• _Extrait fourni_
◆ ◆ ◆ ◆

Pourquoi Trump en 2024

Le populisme économique ; l’épuisement de la démocratie libérale ; la destruction de l’éducation, en particulier de l’enseignement supérieur : voilà les trois facteurs qui permettent de comprendre la nette victoire de Donald Trump face à Kamala Harris.

8 novembre 2024 | tiré d’AOC.media

Les électeurs de Trump ne forment pas un bloc monolithique. Bien sûr, il y a toujours les membres du Ku Klux Klan, les incels, les nazis, les alt-right, les hyper-masculins et les hyper-racistes – tous ceux qui se repaissent des promesses délirantes de Trump, de ses insultes nauséabondes et de ses manières grossières.

Il y a aussi ceux qui sont animés par la haine des « libéraux », dont ils absorbent quotidiennement le mépris ou le simple dédain. Il y a des chrétiens, des sionistes et même des islamistes (de la dernière heure) qui attendent de Trump qu’il serve mieux leur cause que ne l’a fait le régime Biden-Harris. Il y a ceux qui veulent une frontière sud du pays fortifiée et l’expulsion des migrants récents. Il y a des propriétaires de petites entreprises qui veulent des impôts moins élevés et moins de restrictions, et d’anciens travailleurs des mines et de l’industrie qui réclament des emplois aussi bien rémunérés que les emplois autrefois protégés par les syndicats.

◆ ◆ ◆ ◆

• _Matériel fourni_
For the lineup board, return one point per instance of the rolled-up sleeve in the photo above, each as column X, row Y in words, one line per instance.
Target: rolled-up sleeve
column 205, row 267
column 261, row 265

◆ ◆ ◆ ◆

• _Objectif_
Poursuivez l'extrait sur la victoire de Donald Trump en 2024 en reprenant juste après sa dernière phrase.

• _Résultat attendu_
Mais rien de tout cela n’explique le triomphe de Trump hier, son exploit historique d’être le premier candidat républicain à la présidence à remporter la victoire populaire depuis 2004. Comment l’expliquer alors ? Par trois facteurs clés : le populisme économique de Trump dans un contexte où les démocrates sont devenus le parti de l’élite ; l’épuisement de la démocratie libérale en tant que forme viable ou digne de confiance ; la destruction de l’éducation, en particulier de l’enseignement supérieur aux États-Unis.

Le populisme économique

Depuis 2015, Trump défend une position économique anti-establishment. Celle-ci n’est peut-être pas sincère – il bénéficie d’un large soutien du capital et des ultra-riches – mais elle répond aux inégalités extrêmes et croissantes aux États-Unis. Ces inégalités, bien sûr, sont le résultat d’une politique néolibérale de délocalisations, d’externalisation de la production (outsourcing) et de démantèlement des syndicats ; de la spéculation qui a propulsé le coût du logement dans la stratosphère ; et de la privatisation des infrastructures, depuis les transports « publics » jusqu’à l’enseignement supérieur. Trump s’adresse directement à la colère et au dénuement des familles de la classe ouvrière et de la classe moyenne qui n’ont pas les moyens d’assurer leur propre subsistance ni d’envisager un avenir meilleur pour leurs enfants. Au début de sa campagne, Kamala Harris a fait quelques incursions dans ce domaine, en promettant de mettre fin à la « flambée des prix » et d’accorder de petites subventions pour l’accession à la propriété. Mais depuis les années Clinton, le parti démocrate est devenu le parti des diplômés et (par conséquent) des plus aisés, un parti fidèle au statu quo, même si l’Obamacare et la loi sur la réduction de l’inflation ont apporté quelques nouveaux projets dans ce cadre. De plus, la campagne de Harris a largement laissé de côté les questions de politique économique au cours des dernières semaines, se concentrant plutôt sur l’inaptitude de Trump à assumer la présidence d’une démocratie.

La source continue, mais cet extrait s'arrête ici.